— TEXT —
This volume is the first of a series of books in which I plan to summarize and condense in a systematic and comprehensive way my observations and experiences during seventeen years of research with LSD and other psychedelic drugs. Exploration of the potential of these substances for the study of schizophrenia, for didactic purposes, for a deeper understanding of art and religion, for personality diagnostics and the therapy of emotional disorders, and for altering the experience of dying has been my major professional interest throughout these years and has consumed most of the time I have spent in psychiatric research.
In 1965, I was invited to participate in an international conference on LSD psychotherapy in Amityville, Long Island, and gave a paper on the experiences I had gathered during almost a decade of LSD research in Prague, Czechoslovakia. During a lecture-journey in the United States after this conference, I was offered an invitation to come to the West on a one-year fellowship from the Foundations Fund for Research in Psychiatry in New Haven, Connecticut. After my return to Prague, I received a letter from Dr. Joel Elkes, Chairman of the Department of Psychiatry and Behavioral Sciences at the Johns Hopkins University in Baltimore, inviting me to come to Baltimore and continue my LSD work as a clinical and research fellow at the Henry Phipps Clinic and in the Research Unit of Spring Grove State Hospital.
When this unusual opportunity occurred, I was deeply involved in my research activities in Prague. I had accumulated detailed records from many hundreds of LSD sessions and was in the process of analyzing the data, trying to formulate a theoretical framework for understanding the striking observations that I had encountered during my work. By then I had completed the first outline of a conceptual model that seemed to account for most of the findings in my LSD research; this model allowed for the creation of several partial hypotheses that could be put to a more rigorous test. In addition, I became intrigued by the possibilities that LSD psychotherapy seemed to offer for the alleviation of the emotional suffering of cancer patients facing the prospect of imminent death. On the basis of some preliminary observations, I was preparing a special project to explore this new area in a more systematic way.

— WHAT YOU WILL DO —
**A)** Please say whether each statement agrees with the passage on LSD research, answering yes or no and quoting the words from the passage that decide it. (i) The conference on LSD psychotherapy in Amityville took place in 1965. (ii) The writer had finished analyzing the data from the Prague sessions when the opportunity to come to Baltimore arose. (iii) The observations summarized in the series come from twenty years of research.
**B)** Pick up the passage on LSD research after its final sentence and continue it.

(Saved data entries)

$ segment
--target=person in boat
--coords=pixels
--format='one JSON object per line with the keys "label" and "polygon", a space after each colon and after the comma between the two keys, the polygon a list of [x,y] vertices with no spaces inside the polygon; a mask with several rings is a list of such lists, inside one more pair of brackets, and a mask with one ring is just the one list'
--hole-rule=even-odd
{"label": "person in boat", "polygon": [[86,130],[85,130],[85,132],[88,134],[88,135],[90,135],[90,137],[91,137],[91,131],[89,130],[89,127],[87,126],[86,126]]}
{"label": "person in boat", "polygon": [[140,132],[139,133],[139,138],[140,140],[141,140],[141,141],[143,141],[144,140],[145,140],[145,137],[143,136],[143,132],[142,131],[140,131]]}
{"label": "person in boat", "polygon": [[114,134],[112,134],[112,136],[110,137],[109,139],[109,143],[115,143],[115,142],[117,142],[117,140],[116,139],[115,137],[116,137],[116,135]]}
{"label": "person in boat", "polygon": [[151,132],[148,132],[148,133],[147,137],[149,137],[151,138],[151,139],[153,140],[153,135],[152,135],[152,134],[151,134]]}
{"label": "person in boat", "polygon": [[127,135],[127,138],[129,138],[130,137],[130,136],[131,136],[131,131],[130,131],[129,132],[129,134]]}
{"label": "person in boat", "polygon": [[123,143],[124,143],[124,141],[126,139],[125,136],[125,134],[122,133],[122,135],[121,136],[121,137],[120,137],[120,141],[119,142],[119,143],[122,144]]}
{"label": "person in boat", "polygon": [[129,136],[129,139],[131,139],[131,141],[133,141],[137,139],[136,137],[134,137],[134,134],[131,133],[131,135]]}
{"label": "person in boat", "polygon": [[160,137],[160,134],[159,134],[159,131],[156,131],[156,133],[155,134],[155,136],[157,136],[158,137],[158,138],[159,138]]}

— ANSWERS TO THE EXERCISE —
**A)**
(i) Yes: "In 1965, I was invited to participate in an international conference on LSD psychotherapy in Amityville, Long Island"
(ii) No: "was in the process of analyzing the data"
(iii) No: "seventeen years of research with LSD and other psychedelic drugs"

**B)**
Dr. Elkes generous offer was too tempting to refuse; I decided to pursue this possibility and ask the Czech authorities for a one-year leave of absence and permission to go to the United States. After many administrative difficulties, this permission was finally granted. When I arrived at Kennedy Airport in March 1967, more than half of my forty pounds of luggage consisted of the records from LSD research that I had conducted at the Psychiatric Research Institute in Prague. My intention, at that time, was to complete the analysis of my data and to perform a controlled clinical study of the efficacy of the technique of LSD psychotherapy that I had developed during many years of therapeutic experimentation. My secret hope was that, in addition, I might be able to carry out at least one of the more theoretical studies testing some aspects of my new conceptual framework.
After my arrival in the United States, it soon became obvious that my plans were highly unrealistic, to say the least. I was astounded by the situation regarding psychedelic drugs that had developed in this country since my first visit in 1965. In Czechoslovakia at the time of my departure, LSD was being legally manufactured by the leading pharmaceutical company sponsored by the government. It was listed in the official medical pharmacopoeia as a therapeutic agent with specific indications and contraindications, together with such reputable drugs as penicillin, insulin, and digitalis. LSD was freely available to qualified professionals as an experimental and therapeutic agent, and its distribution was subject to special regulations. The training required for each LSD therapist more or less followed the psychoanalytic model; it involved a minimum of five training LSD sessions for the applicant and his conducting at least thirty sessions with selected patients under the supervision of an experienced LSD therapist. The general public knew almost nothing about psychedelic drugs, since the reports concerning research with such substances were published almost exclusively in scientific journals. At the time of my departure, there was no black-market traffic in psychedelics and no nonmedical use of them. Anyone interested in self-experimentation could have an LSD session provided it was conducted by an approved professional and in a medical facility.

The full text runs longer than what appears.